[Dataset items]

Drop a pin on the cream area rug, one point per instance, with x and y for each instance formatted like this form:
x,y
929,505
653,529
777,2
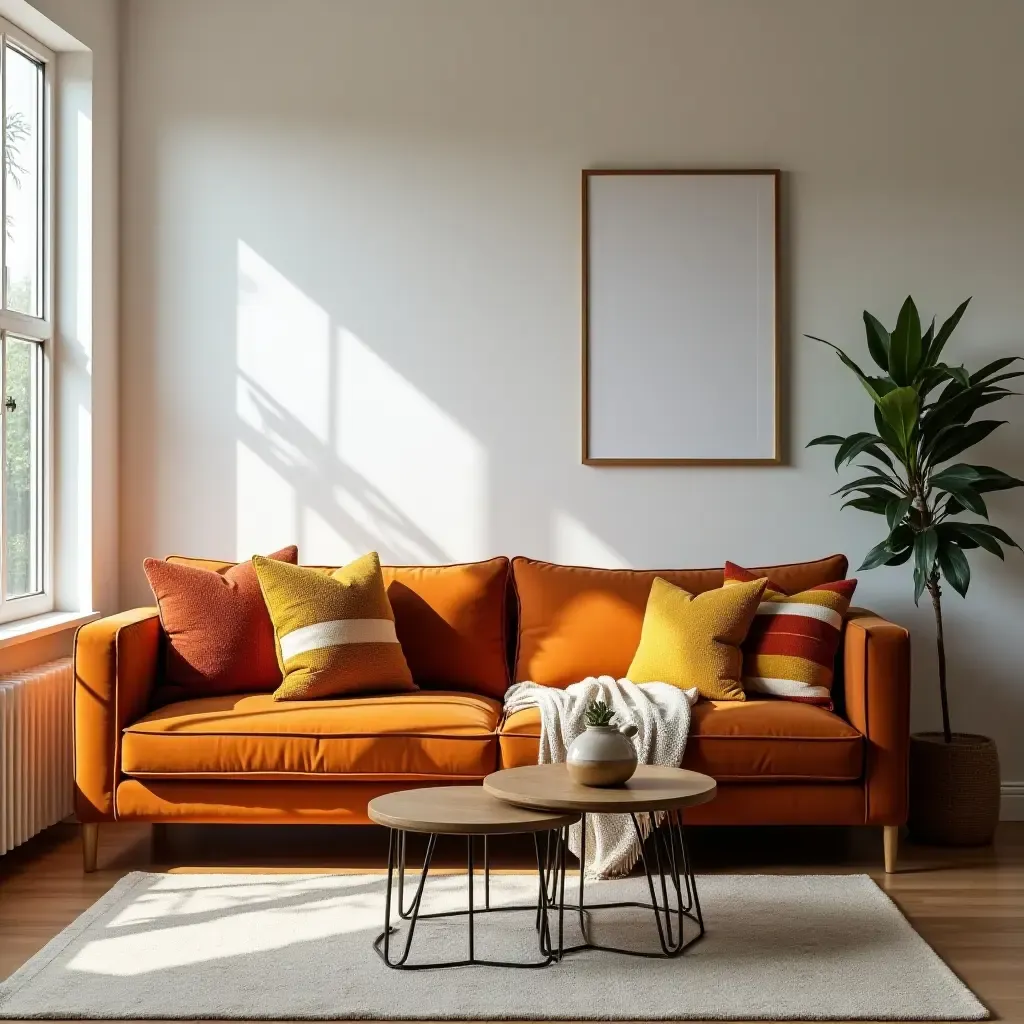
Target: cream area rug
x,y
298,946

...

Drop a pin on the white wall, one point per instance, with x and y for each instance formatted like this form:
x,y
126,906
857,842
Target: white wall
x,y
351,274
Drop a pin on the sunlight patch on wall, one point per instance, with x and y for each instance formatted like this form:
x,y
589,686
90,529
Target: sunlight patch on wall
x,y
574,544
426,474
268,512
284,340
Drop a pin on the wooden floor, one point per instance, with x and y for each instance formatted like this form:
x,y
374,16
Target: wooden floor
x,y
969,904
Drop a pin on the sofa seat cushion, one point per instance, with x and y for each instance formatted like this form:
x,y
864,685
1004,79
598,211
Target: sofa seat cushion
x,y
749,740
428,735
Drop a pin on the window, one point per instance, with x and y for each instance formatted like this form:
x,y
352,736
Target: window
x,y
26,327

#### [ABOUT THIS EXERCISE]
As you read the records above, find each line that contains "like" and copy it.

#### [RESPONSE BOX]
Drop a pin on the cream area rug, one point per instance, with x and y for each instance formatted like this form:
Drop a pin on the white wall, one point per instance, with x and y for each instance formatted like this form:
Drop a pin on the sunlight patch on wall, one point per instance, with x and y for each instance formatted like this form:
Drop a pin on the wooden floor, one point per instance, with x and y for each instance formatted like this form:
Drop a pin on the sofa seat cushion, one point per instance, with x and y for each instance formatted like this form:
Drop a pin on the window, one point per instance, with x and y for each instance formatted like this form:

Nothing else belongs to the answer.